5 Conclusion and policy implications

The study adds to available body of literature pursuing an understanding of productivity in agricultural industries for contribution to the country’s economy. It has analysed systematically, the total factor productivity (TFP) growth of South African deciduous fruit industry using Färe-Primont index approach. Our findings indicate that the TFP of the deciduous fruit industry increased by 27% (3.53% per year) during the study period, indicating that the industry has been productive and has the potential to contribute to food security, job creation, poverty alleviation, reduction of hunger, and farm income generation. However, this productivity varies depending on the sub-sector and type of deciduous fruit examined.

TFP decomposition results show that technical change has been the primary driver of TFP growth, while efficiency change has made a minor contribution. The preceding observation has important policy implications regarding the role of technological change in increasing TFP. Thus, investing in R&D and technology, including the development of novel genetic resources and drought-resistant cultivars, as well as climate smart technologies and processes, will ensure the industry’s long-term productivity while mitigating the negative effects of climate change as manifested by phenomena such as drought, hail, frost, and heat waves.

::::::::

:: What to do ::
A: Return the part of the conclusion on fruit-industry productivity starting with "TFP decomposition results" and going on through "and heat waves.".
B: According to the conclusion on fruit-industry productivity, what has been the main driver of total factor productivity growth?

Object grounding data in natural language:

::::::::

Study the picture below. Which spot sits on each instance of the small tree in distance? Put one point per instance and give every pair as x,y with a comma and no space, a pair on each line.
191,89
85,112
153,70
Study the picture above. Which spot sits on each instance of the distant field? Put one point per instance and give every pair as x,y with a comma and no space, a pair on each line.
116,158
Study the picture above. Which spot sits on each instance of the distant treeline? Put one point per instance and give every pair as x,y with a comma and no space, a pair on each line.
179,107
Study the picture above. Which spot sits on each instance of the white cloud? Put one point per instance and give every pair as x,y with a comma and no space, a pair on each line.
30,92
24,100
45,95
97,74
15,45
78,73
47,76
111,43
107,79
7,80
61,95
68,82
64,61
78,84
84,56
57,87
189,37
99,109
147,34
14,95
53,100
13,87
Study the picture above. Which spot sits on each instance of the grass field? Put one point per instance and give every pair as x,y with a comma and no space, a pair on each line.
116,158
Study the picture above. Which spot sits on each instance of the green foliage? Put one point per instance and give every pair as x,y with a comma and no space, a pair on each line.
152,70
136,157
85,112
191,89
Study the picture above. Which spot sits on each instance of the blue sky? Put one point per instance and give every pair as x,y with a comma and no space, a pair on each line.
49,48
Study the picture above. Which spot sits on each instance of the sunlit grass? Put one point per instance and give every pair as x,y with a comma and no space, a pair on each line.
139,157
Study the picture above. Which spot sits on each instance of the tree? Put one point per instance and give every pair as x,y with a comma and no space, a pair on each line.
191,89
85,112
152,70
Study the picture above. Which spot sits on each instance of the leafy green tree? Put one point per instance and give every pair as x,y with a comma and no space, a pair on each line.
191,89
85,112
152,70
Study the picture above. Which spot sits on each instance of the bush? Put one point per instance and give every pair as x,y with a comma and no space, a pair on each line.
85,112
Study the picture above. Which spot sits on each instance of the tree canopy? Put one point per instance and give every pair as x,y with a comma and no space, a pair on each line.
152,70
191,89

::::::::

:: Solutions to each task ::
A:
TFP decomposition results show that technical change has been the primary driver of TFP growth, while efficiency change has made a minor contribution. The preceding observation has important policy implications regarding the role of technological change in increasing TFP. Thus, investing in R&D and technology, including the development of novel genetic resources and drought-resistant cultivars, as well as climate smart technologies and processes, will ensure the industry’s long-term productivity while mitigating the negative effects of climate change as manifested by phenomena such as drought, hail, frost, and heat waves.

B: Technical change.